[WHAT IS ASKED]
Output the rows verbatim from the first one down to and including the one that contains "[[[225,129],[228,129],[227,128],[227,118],[223,118],[223,126]]]".
-- -- --
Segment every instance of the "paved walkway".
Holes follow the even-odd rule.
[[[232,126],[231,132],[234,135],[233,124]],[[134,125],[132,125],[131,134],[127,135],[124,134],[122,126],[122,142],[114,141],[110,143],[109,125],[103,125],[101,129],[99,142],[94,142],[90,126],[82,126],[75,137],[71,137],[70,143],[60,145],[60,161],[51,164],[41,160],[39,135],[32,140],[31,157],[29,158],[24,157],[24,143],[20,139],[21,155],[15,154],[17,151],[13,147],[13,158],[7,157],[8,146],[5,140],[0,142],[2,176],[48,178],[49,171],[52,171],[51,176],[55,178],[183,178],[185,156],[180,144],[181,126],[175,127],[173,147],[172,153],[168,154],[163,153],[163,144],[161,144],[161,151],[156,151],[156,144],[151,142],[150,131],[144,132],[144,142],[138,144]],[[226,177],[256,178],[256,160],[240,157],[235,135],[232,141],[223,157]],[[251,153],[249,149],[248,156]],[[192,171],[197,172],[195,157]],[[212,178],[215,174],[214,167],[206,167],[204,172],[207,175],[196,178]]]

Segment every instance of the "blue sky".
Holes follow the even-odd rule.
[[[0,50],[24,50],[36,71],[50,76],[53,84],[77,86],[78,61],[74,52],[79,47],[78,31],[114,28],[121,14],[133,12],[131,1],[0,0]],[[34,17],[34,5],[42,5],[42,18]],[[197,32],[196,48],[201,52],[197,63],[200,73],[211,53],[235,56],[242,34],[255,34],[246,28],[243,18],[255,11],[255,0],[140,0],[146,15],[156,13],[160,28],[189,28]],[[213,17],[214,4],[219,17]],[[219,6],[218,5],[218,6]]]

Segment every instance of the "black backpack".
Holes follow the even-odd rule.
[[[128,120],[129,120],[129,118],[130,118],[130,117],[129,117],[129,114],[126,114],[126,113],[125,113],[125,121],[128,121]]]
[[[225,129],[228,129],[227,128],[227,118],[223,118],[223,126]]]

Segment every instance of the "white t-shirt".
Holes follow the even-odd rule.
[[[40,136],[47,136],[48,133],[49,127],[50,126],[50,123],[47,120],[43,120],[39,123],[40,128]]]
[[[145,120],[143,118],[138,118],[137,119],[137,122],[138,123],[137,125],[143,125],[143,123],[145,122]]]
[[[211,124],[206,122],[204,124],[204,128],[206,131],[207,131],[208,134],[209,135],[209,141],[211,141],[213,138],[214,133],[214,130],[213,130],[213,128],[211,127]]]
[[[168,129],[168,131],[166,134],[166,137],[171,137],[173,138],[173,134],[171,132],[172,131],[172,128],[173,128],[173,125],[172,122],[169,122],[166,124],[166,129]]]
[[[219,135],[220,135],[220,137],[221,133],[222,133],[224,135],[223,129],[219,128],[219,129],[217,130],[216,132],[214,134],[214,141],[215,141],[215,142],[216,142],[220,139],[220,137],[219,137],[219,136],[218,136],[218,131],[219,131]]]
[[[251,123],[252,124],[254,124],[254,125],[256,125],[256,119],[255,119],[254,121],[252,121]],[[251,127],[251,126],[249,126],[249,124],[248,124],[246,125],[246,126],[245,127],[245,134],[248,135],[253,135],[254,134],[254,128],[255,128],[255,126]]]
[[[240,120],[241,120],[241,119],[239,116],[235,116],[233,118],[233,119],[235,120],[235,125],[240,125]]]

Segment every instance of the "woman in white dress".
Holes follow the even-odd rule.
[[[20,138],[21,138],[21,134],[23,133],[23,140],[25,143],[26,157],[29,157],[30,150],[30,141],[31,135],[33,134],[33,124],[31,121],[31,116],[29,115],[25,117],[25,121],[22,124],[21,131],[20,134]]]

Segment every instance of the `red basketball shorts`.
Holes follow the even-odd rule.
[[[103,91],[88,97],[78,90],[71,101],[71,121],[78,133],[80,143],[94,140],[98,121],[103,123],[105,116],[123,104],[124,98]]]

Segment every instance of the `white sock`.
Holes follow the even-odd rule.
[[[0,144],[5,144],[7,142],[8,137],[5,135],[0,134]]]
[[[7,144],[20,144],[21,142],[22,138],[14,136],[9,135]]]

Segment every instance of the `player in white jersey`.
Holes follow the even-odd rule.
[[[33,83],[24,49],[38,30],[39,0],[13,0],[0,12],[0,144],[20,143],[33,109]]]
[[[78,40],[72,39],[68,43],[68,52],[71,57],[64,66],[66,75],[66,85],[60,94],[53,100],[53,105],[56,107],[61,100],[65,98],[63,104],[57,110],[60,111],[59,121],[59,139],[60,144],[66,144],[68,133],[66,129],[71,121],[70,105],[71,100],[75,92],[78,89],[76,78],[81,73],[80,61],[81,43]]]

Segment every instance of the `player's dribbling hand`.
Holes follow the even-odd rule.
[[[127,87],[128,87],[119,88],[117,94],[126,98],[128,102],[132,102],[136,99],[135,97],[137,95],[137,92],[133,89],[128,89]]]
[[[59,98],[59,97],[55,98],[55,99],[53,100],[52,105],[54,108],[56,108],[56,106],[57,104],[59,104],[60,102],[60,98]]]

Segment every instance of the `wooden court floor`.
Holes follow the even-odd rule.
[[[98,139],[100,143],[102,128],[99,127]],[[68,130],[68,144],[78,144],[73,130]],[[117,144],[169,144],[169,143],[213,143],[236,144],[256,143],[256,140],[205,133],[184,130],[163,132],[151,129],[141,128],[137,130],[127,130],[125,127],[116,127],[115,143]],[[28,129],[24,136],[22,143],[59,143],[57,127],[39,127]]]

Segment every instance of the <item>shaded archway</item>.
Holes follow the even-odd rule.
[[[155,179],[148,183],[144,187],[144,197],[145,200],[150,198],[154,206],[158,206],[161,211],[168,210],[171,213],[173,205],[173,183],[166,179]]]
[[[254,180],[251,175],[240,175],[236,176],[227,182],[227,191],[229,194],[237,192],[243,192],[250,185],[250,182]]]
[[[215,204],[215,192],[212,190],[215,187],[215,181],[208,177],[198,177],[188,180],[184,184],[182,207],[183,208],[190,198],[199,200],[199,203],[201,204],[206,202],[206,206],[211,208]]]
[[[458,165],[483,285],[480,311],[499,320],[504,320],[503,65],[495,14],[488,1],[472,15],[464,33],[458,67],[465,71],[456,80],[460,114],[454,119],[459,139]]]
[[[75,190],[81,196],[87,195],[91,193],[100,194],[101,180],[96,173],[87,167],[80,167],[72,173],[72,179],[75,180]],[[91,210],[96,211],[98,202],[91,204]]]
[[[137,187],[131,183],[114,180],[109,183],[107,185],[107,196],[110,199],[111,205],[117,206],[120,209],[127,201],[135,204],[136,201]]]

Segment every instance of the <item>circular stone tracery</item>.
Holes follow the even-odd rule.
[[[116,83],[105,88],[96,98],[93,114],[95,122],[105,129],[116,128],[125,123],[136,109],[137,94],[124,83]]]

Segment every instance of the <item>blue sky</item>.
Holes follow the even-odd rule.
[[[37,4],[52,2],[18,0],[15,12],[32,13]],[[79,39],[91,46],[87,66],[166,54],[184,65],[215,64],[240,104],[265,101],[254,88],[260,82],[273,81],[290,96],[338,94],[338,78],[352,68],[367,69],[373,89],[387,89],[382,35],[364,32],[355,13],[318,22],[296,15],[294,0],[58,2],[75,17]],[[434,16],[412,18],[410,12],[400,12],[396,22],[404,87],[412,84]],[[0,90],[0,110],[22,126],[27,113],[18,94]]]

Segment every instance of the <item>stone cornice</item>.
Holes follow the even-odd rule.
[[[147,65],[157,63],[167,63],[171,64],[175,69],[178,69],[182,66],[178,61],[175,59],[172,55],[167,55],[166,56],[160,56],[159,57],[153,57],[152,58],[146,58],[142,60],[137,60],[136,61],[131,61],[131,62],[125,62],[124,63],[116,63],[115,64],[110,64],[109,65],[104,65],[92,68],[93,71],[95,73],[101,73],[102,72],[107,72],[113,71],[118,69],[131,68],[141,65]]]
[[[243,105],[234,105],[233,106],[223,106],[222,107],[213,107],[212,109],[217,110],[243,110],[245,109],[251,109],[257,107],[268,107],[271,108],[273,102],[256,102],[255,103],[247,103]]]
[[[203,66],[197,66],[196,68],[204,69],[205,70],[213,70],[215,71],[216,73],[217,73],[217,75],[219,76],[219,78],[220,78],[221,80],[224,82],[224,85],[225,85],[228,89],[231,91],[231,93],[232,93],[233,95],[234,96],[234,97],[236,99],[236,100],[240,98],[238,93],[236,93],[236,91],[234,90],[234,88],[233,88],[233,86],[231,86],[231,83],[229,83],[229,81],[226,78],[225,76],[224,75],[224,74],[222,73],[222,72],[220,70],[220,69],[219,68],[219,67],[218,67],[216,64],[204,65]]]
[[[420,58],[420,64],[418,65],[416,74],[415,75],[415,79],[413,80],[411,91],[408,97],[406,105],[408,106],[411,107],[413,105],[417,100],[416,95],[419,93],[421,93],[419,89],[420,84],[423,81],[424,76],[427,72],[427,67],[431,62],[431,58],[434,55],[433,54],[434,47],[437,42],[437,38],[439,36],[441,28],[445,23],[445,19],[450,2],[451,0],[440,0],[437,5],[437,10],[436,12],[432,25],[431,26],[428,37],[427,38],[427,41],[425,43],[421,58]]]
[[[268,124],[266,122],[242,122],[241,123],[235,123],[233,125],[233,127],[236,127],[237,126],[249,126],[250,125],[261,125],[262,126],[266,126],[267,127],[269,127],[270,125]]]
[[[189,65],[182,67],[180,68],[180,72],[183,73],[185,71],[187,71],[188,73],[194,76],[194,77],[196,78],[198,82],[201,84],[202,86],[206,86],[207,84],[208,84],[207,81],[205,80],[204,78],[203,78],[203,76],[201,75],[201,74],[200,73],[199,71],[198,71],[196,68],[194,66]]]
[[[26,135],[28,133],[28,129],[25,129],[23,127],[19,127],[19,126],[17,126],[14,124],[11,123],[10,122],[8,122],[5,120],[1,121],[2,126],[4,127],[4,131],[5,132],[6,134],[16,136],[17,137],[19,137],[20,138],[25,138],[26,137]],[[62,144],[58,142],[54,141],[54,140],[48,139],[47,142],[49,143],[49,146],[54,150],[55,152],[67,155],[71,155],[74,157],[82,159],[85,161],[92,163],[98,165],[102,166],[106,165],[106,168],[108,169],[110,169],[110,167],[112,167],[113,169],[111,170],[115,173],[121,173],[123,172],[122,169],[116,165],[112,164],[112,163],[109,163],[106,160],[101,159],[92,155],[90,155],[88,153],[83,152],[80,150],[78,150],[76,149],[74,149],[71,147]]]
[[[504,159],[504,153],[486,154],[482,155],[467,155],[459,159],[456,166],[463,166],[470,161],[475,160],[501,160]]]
-- -- --
[THE ANSWER]
Segment every instance of the "paved walkway".
Holes follow the even-odd rule.
[[[232,126],[231,132],[234,135],[233,124]],[[134,125],[132,125],[131,134],[127,135],[124,134],[122,126],[122,142],[114,141],[110,143],[109,125],[103,125],[101,129],[99,142],[94,142],[90,126],[82,126],[75,137],[71,137],[70,143],[60,145],[60,161],[51,164],[41,160],[39,135],[32,140],[31,157],[29,158],[24,157],[24,143],[20,139],[21,155],[15,154],[17,151],[13,147],[13,158],[7,157],[8,146],[5,140],[0,142],[2,176],[48,178],[49,171],[52,171],[51,176],[55,178],[183,178],[185,156],[180,144],[181,126],[175,127],[173,147],[172,153],[168,154],[163,153],[163,144],[161,144],[161,151],[156,151],[156,144],[151,142],[150,131],[144,132],[144,142],[138,144]],[[226,177],[256,178],[256,160],[240,157],[235,135],[232,141],[223,157]],[[251,153],[249,149],[248,156]],[[192,171],[197,172],[195,157]],[[212,178],[215,174],[214,167],[206,167],[204,172],[207,175],[196,178]]]

Segment every instance of the "blue sky".
Holes follow the even-odd rule.
[[[0,50],[24,50],[36,71],[50,76],[53,84],[77,86],[78,61],[74,52],[79,47],[78,31],[114,28],[121,14],[133,12],[131,1],[0,0]],[[34,17],[34,5],[42,5],[42,18]],[[197,32],[196,48],[201,52],[197,63],[200,73],[211,53],[235,56],[242,34],[255,34],[246,28],[243,18],[255,11],[255,0],[140,0],[146,15],[156,13],[160,28],[189,28]],[[213,17],[214,4],[219,17]],[[219,6],[218,5],[218,6]]]

Segment every instance of the "black backpack".
Holes follow the even-odd rule.
[[[128,120],[129,120],[129,118],[130,118],[130,117],[129,117],[129,114],[126,114],[126,113],[125,113],[125,121],[128,121]]]
[[[225,129],[228,129],[227,128],[227,118],[223,118],[223,126]]]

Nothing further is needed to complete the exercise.